## Passage shown
==*==
In my prayers

I keep a lot of stories on my personal prayer chain.

There is a woman who is in the hospital being treated for viral meningitis. She will be in the hospital for about 10 more days. In the past two years, her husband had a two week hospital stay following an ATV accident and she had a hospital stay of over a month following brain surgery.

There is a man who leaves in less than a month for five weeks of radiation treatment. The doctors say his prognosis for effective treatment is very good, but there is a bit of lingering doubt in his mind simply because the last two treatment regimens that were prescribed by doctors did not achieve the expected results.

There is a family trying to make sense out of the death from suicide of their 24-yuear-old son. He had a brand new baby. He had good prospects for a successful career. They didn’t recognize that there was a big problem coming. They were shocked and they are still reeling. And while they are struggling with this they are trying to find the right resources to support two other sons, both teens, who were the ones who discovered their brother’s body and who are really having a hard time with his death.

There is a 59 year old, suddenly unemployed due to the closure of the business where he worked. He had nearly 20 years with the company and that is over. He is working hard to find a new job, but there are doubts in his mind. Some days it just feels like he is missing out on jobs because he is too old. Early retirement wasn’t in his plans.

There is a woman who has moved into a senior retirement center and who feels so trapped by her new home. She feels like she was just forced to move into a holding tank where people just wait to die. She doesn’t want to sit and wait, and she has trouble thinking about what her purpose in life might be.

There is a teenager who had a cancer in the lining of her skull. It did not penetrate into her brain and the surgery was said to be successful. They just took a biopsy from her lung and she is really scared. She has to wait through the next weekend before they reveal the results of the biopsy. It feels like every clock in her life just stopped.
==*==
## Supplied entries
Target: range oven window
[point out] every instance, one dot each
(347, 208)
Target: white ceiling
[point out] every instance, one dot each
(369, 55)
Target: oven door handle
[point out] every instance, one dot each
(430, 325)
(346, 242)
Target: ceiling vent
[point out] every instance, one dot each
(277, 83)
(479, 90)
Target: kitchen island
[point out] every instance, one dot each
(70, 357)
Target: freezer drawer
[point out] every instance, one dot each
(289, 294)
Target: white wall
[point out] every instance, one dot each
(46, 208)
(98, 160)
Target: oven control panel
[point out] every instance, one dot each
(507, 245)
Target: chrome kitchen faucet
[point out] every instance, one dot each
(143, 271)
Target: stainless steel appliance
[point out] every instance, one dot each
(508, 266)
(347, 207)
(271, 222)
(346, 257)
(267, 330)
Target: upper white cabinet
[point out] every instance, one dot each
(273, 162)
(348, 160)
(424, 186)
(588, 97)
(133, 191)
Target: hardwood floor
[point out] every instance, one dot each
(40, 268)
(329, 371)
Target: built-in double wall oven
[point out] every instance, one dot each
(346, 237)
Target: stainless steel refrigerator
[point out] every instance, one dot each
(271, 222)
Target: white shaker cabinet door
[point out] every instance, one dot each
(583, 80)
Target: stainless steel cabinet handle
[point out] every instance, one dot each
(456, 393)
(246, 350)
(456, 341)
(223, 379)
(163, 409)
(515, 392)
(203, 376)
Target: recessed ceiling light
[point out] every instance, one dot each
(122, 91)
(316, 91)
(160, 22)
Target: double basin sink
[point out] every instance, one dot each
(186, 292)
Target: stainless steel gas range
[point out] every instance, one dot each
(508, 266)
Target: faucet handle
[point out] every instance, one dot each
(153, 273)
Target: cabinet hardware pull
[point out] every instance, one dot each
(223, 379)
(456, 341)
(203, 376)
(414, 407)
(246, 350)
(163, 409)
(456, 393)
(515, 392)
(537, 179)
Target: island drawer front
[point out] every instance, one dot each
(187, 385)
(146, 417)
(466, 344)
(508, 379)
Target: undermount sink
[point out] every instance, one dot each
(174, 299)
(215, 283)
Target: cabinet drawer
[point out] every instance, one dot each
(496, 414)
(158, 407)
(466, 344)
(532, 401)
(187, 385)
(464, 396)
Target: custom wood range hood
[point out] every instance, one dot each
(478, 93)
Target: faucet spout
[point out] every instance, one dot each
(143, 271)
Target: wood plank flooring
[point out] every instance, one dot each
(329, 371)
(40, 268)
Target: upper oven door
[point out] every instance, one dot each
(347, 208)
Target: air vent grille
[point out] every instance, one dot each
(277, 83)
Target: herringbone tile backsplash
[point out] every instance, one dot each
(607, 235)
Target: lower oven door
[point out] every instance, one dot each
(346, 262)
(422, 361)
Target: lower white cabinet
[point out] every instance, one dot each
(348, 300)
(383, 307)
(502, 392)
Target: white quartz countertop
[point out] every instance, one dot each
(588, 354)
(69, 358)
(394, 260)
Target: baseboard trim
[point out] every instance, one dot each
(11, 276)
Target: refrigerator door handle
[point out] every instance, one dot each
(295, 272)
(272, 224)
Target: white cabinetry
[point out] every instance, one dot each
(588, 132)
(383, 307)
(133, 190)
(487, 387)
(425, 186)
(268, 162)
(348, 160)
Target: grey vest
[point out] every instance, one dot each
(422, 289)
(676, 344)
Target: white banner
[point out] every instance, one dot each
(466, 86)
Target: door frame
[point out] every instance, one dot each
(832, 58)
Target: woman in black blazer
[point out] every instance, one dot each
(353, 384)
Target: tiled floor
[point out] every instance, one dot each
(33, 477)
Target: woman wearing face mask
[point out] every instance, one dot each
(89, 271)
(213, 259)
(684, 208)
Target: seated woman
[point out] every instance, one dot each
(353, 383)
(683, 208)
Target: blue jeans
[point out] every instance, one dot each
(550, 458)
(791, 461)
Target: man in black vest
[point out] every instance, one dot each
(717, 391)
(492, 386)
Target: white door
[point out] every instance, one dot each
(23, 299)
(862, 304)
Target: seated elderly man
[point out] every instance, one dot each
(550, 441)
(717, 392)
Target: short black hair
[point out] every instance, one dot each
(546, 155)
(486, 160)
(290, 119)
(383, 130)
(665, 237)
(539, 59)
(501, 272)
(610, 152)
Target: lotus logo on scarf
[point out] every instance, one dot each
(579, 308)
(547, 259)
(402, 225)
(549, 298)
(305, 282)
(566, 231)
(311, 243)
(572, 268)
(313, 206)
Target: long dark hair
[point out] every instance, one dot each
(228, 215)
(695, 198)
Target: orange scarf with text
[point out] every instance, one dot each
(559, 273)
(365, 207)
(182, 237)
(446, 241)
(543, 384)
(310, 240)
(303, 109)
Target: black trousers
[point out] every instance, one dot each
==*==
## Apply what you read
a. In the prayer-chain text, write out everything from "There is a 59" down to "life might be.".
b. Condense the paragraph of the prayer-chain text that begins "There is a 59 year old" into a shorter version that keeps its main facts.

## Answers to this exercise
a.
There is a 59 year old, suddenly unemployed due to the closure of the business where he worked. He had nearly 20 years with the company and that is over. He is working hard to find a new job, but there are doubts in his mind. Some days it just feels like he is missing out on jobs because he is too old. Early retirement wasn’t in his plans.

There is a woman who has moved into a senior retirement center and who feels so trapped by her new home. She feels like she was just forced to move into a holding tank where people just wait to die. She doesn’t want to sit and wait, and she has trouble thinking about what her purpose in life might be.

b. A 59-year-old lost his job of nearly 20 years when the business where he worked closed. He is working hard to find a new job but has doubts and sometimes feels he misses out on jobs because of his age. He had not planned on early retirement.